### Records excerpted from a collection:
========================
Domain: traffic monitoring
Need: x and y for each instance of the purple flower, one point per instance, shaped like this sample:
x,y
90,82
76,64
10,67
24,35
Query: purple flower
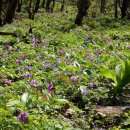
x,y
42,40
59,61
33,39
17,61
46,65
91,85
27,75
107,41
23,117
8,48
94,42
128,46
34,83
85,91
51,88
74,78
87,37
58,73
8,82
61,52
29,68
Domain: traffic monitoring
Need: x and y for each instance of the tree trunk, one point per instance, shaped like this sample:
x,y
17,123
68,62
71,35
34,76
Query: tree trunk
x,y
124,8
115,6
83,6
53,5
37,6
43,3
0,12
19,5
48,5
11,6
62,6
103,4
========================
### What to do:
Skip every picture and transcribe the data above exactly.

### Response below:
Domain: traffic monitoring
Need: x and y for each instance of the purple flower, one point per instance, shaped like this sample:
x,y
90,82
76,64
10,67
24,35
Query: purple flower
x,y
42,40
59,61
33,39
17,61
46,65
91,85
27,75
107,41
23,117
8,48
94,42
128,46
34,83
85,91
51,88
74,78
87,37
58,73
8,82
61,52
29,68
Domain: traffic monitoring
Need: x and y for each instance of the tree trunk, one point per instance, shaped like this sample:
x,y
17,123
68,62
71,35
34,76
Query: tree trunk
x,y
124,8
115,6
83,6
53,5
37,6
43,3
0,12
19,5
48,5
11,6
62,6
103,4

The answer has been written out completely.